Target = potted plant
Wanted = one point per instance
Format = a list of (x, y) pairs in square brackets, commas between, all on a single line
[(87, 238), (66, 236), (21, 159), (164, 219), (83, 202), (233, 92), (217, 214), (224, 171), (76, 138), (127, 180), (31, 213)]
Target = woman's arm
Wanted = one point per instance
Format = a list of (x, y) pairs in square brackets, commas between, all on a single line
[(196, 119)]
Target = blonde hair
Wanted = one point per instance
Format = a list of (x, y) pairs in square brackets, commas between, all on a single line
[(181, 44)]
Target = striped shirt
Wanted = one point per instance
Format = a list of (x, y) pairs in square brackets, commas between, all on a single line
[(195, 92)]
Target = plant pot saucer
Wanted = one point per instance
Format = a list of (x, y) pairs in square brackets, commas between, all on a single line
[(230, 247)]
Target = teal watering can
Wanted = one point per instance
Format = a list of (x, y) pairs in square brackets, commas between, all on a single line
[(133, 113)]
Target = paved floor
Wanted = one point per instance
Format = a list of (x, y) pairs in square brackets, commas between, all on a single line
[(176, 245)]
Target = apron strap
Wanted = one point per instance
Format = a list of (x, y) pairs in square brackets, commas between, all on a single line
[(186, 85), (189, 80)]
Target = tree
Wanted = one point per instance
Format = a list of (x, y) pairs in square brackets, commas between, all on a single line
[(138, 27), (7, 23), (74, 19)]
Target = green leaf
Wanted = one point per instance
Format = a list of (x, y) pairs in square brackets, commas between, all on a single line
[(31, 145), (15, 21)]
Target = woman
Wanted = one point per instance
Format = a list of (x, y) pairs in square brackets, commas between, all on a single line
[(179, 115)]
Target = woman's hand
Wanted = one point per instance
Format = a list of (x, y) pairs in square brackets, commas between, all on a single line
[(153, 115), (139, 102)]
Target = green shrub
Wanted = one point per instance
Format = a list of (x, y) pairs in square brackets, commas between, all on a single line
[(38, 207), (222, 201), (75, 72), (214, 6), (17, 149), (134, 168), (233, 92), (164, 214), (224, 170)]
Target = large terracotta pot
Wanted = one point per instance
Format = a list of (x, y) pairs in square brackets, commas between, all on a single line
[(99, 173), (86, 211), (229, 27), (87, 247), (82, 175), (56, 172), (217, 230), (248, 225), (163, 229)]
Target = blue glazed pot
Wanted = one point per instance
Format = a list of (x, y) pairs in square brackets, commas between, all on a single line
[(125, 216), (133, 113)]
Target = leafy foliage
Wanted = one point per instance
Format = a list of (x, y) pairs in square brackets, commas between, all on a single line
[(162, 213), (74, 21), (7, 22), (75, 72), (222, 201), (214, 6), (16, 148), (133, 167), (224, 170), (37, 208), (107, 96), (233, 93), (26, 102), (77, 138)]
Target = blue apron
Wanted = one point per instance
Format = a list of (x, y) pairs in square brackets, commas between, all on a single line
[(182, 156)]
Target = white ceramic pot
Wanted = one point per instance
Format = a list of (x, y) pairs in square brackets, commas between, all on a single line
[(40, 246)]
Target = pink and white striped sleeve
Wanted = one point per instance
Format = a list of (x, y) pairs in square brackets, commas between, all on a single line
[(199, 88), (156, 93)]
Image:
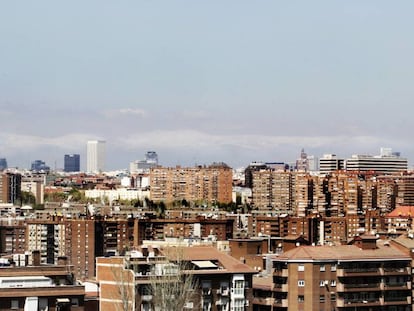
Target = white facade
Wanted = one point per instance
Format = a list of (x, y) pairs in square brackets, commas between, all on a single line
[(118, 194), (95, 156)]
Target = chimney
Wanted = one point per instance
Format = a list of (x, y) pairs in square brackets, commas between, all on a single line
[(36, 258), (365, 242), (62, 260)]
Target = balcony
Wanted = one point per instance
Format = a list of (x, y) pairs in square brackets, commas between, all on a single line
[(268, 301), (387, 271), (281, 273), (400, 300), (357, 287), (355, 272), (146, 297), (223, 291), (396, 286), (281, 303), (357, 302)]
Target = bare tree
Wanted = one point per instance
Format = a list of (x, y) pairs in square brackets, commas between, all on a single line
[(124, 291), (172, 284)]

#### Brief:
Output every entry exactly as given; pictures are not part of the copy.

#### Result:
Target = potted plant
Wanted = one point per instance
Format = a list of (x, y) pairs in square brackets, commas between, all on a single line
[(87, 238), (66, 236), (21, 159), (164, 219), (83, 202), (233, 92), (217, 214), (224, 171), (76, 138), (127, 180), (31, 213)]
Target = woman's arm
Wanted = one point per instance
Format = a list of (x, y) pairs in square brackets, commas between, all on a single line
[(196, 119)]
Target = blonde hair
Wanted = one point per instance
Format = a list of (x, y) pairs in square brackets, commas between, all on a single line
[(181, 44)]
Target = striped shirt
Wanted = one point per instance
Format = a list of (x, y) pairs in square brackets, commas between, all on a single line
[(195, 92)]
Target = plant pot saucer
Wanted = one point per instance
Format = a list of (x, y) pairs in square brackets, commas between, all on a single line
[(230, 247)]
Target = teal watering can
Wanted = one point per instance
Format = a list of (x, y) pairs in square brackets, commas between, all on a single line
[(133, 113)]
Target = paved floor
Wanted = one point per instance
Format = a list of (x, y) pairs in square brackets, commas between, all on a single line
[(176, 245)]
Target = apron strap
Wanted = one point per instance
Format = a list of (x, y) pairs in square brackets, commas between, all on a single line
[(186, 85), (189, 80)]
Target = tree
Wanted = one point per instance
Format = a list of (x, y) pairs in square brackets, commas between, all on a single line
[(138, 27), (7, 23), (74, 19)]
Target = green leaf
Wanted = one point per instance
Format = a list of (x, y) pairs in square brackets, commas between, all on a single line
[(31, 145), (15, 21)]
Target = woman
Wanted = one point per instance
Format = a list of (x, y) pairs in square brackets, commas between, all on a single line
[(179, 115)]
Target = woman's hand
Wanted = one point per instance
Format = a list of (x, y) pairs in square brackets, commas between, all on a single line
[(153, 115), (139, 102)]
Target = green shrub
Wanted = one point per instance
Format = a list of (x, y) pairs in square brackets, commas between, all on a single line
[(38, 207), (222, 201), (75, 72), (214, 6), (17, 149), (134, 168), (233, 92), (164, 214), (224, 170)]
Target = large terracotta pot
Wanted = one point per instance
Format = a list of (x, y) pairs in square brackets, commas between, all on a single line
[(99, 173), (86, 211), (229, 27), (87, 247), (82, 175), (56, 172), (217, 230), (248, 225), (163, 229)]
Target = blue glazed pot
Wanted = one point per instance
Format = a list of (x, y) pairs in square brackets, commas between, all on a single line
[(125, 216), (133, 113)]
Target = leafy foliage
Wanted = one point per instance
Format = a list of (x, y) pairs in square brackets, commas between, all on a single line
[(162, 213), (74, 21), (7, 22), (75, 72), (222, 201), (214, 6), (16, 148), (133, 167), (224, 170), (37, 208), (107, 96), (233, 93), (26, 102), (77, 138)]
Target = blue apron
Wanted = one point per instance
Format = a list of (x, y) pairs in square brackets, commas between, all on a single line
[(182, 156)]
Target = white ceramic pot
Wanted = one point per instance
Format = a list of (x, y) pairs in square brackets, commas between, all on a single line
[(40, 246)]
Target = pink and white striped sleeve
Wanted = one point per instance
Format = a list of (x, y) pairs in square brackets, commas between, all on a single line
[(199, 88), (156, 93)]
Image:
Target = white facade
Wanted = one point per instance
Format = a list of (x, y) pairs in square brackets, commas between, all on a single line
[(118, 194), (95, 156)]
Target = chimney
Wanted = one point per instance
Format = a list of (x, y) pairs in square brackets, commas between, all on a single line
[(36, 258), (365, 242), (62, 260)]
Target = balcony
Wanted = one point per instance
Format = a list of (x, y) pairs in square brackets, commas between, all on a single line
[(268, 301), (387, 271), (281, 273), (400, 300), (357, 287), (355, 272), (146, 297), (223, 291), (396, 286), (281, 303), (357, 302)]
Target = bare tree
Wanted = one point per instance
Format = a list of (x, y) pairs in square brackets, commas between, all on a single line
[(124, 291), (172, 284)]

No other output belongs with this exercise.